Dati alla mano : da quando funziona il maggioritario, la maggioranza del popolo è insoddisfatta, e le minoranze si arricchiscono.

Dicevamo: il Parlamento dovrebbe scrivere leggi che attuano la Costituzione. I parlamentari eletti da noi non hanno attuato la Costituzione e, recentemente, quelli che non riusciamo più nemmeno ad eleggere, la vogliono proprio smantellare. Se glielo abbiamo lasciato fare, ce lo siamo già detto ma va ripetuto, che giova: è anche colpa nostra . Mettiamogli il fiato sul collo. Sempre, anche quando torneremo ad eleggerli noi. E pretendiamo che facciano il loro dovere: li paghiamo noi.

Il Governo deve attuare le leggi, non farle! deve eseguire la volontà del Parlamento. Così è scritto nella Costituzione. Per questo si chiama organo esecutivo. Come si attuano le leggi che sono astratte e generali? Declinando le leggi in “atti amministrativi”, che sono concreti. Spostano soldi, per capirci.
Purtroppo il Governo, in nome della governabilità, si è messo a fare le leggi, che più andiamo avanti e più si allontanano dai principi costituzionali (e meno si capiscono). Attenzione, il Governo ha il diritto ad usare la forza, la violenza. Nello Stato di diritto, la violenza è vietata ai cittadini ma non è bandita: è riservata alle “forze di pubblica sicurezza”: polizia, carabinieri, esercito, servizi speciali, Eurogendfor (chi è? che c’entra? Appunto, ne parleremo). Ora: se noi cittadini sovrani ci scegliamo i rappresentanti e li mettiamo nel Parlamento, e poi gli stiamo col fiato sul collo, il Parlamento non si fa più fregare dal Governo ed è lui che sta col fiato sul collo del Governo, a verificare che il Governo si limiti a fare il suo dovere : applicare le leggi che applicano la Costituzione. In quel caso, l’uso della forza diventa decisamente più umano. Magari non piace comunque, l’uso della forza. Ma è la democrazia, bellezza, quella diffusamente ritenuta come il miglior sistema possibile. Cerchiamo, almeno, di farla funzionare al suo meglio. Dipende comunque da noi.

Il Governo, oltre che a eseguire le leggi, "rappresenta" la maggioranza eletta nel Parlamento
. Il Governo non viene "eletto" dal Parlamento. Ma ne ottiene la fiducia. Il capo del Governo, il Primo Ministro, è nominato dal Capo dello Stato, che sceglie una persona di suo gradimento e gli dà l’incarico di scegliersi i ministri, fare un programma e presentarsi al Parlamento per raccoglierne la fiducia. Il Parlamento esprime la fiducia con votazione a maggioranza, e può sempre revocarla (sempre a maggioranza).

···

**COMPITI:**
[a] Secondo il testo sul Parlamento e il Governo, chi nomina il Primo Ministro?
[b] Riproduca fedelmente il passo del testo sul Parlamento e il Governo compreso tra "Dicevamo: il Parlamento" e "soldi, per capirci.", estremi inclusi.
I record costituiscono materiale a sé stante.

Record contenuti in un dataset
···

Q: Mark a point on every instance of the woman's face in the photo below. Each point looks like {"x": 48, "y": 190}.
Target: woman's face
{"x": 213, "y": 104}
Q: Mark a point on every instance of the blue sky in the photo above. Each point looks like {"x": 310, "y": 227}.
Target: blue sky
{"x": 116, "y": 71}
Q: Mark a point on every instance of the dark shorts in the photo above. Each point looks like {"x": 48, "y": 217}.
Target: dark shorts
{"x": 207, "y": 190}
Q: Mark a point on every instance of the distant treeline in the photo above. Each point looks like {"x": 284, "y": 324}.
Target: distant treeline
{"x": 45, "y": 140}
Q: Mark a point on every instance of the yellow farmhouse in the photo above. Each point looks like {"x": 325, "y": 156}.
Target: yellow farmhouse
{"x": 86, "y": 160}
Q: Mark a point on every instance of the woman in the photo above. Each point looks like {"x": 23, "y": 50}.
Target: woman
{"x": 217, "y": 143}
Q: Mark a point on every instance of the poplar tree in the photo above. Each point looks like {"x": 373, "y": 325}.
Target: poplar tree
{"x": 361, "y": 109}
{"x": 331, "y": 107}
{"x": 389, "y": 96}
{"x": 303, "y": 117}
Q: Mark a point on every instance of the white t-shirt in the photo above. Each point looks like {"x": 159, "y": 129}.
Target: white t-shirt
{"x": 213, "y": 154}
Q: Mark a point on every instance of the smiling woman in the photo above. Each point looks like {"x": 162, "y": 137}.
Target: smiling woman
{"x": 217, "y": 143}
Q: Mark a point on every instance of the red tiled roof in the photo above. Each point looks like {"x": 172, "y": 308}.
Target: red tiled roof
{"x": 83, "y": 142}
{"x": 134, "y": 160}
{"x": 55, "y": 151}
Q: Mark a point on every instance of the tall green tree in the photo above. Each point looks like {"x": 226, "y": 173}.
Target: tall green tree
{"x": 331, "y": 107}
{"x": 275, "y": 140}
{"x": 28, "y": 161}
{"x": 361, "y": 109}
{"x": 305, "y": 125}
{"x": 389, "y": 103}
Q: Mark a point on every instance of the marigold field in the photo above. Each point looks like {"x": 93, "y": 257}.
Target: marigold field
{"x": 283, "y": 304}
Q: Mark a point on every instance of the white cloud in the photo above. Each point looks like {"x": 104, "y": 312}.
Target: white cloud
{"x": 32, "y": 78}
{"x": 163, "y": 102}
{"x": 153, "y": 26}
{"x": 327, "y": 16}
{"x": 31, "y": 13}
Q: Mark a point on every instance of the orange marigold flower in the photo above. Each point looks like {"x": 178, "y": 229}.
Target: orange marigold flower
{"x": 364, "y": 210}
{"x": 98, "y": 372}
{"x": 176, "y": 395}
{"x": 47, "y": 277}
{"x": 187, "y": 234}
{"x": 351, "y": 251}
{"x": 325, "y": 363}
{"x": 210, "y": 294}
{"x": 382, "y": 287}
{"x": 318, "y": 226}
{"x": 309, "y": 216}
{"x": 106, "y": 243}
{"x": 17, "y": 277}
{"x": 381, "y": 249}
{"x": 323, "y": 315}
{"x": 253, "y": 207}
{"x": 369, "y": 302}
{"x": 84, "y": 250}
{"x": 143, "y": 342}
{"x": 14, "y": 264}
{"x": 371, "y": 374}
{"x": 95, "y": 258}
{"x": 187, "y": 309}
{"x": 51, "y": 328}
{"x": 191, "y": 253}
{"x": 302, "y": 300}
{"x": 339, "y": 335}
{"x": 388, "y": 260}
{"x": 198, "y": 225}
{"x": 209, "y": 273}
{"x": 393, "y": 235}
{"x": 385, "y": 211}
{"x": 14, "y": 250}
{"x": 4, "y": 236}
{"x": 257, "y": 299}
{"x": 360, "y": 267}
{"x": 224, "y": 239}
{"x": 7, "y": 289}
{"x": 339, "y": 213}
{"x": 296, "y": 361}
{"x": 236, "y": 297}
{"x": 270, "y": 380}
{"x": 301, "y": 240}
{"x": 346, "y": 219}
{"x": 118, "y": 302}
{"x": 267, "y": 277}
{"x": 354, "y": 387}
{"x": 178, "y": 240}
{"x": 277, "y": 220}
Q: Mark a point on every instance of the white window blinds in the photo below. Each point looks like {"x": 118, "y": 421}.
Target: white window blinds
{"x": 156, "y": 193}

···

**RISPOSTE IN ORDINE:**
[a] Il Capo dello Stato.

[b]
Dicevamo: il Parlamento dovrebbe scrivere leggi che attuano la Costituzione. I parlamentari eletti da noi non hanno attuato la Costituzione e, recentemente, quelli che non riusciamo più nemmeno ad eleggere, la vogliono proprio smantellare. Se glielo abbiamo lasciato fare, ce lo siamo già detto ma va ripetuto, che giova: è anche colpa nostra . Mettiamogli il fiato sul collo. Sempre, anche quando torneremo ad eleggerli noi. E pretendiamo che facciano il loro dovere: li paghiamo noi.

Il Governo deve attuare le leggi, non farle! deve eseguire la volontà del Parlamento. Così è scritto nella Costituzione. Per questo si chiama organo esecutivo. Come si attuano le leggi che sono astratte e generali? Declinando le leggi in “atti amministrativi”, che sono concreti. Spostano soldi, per capirci.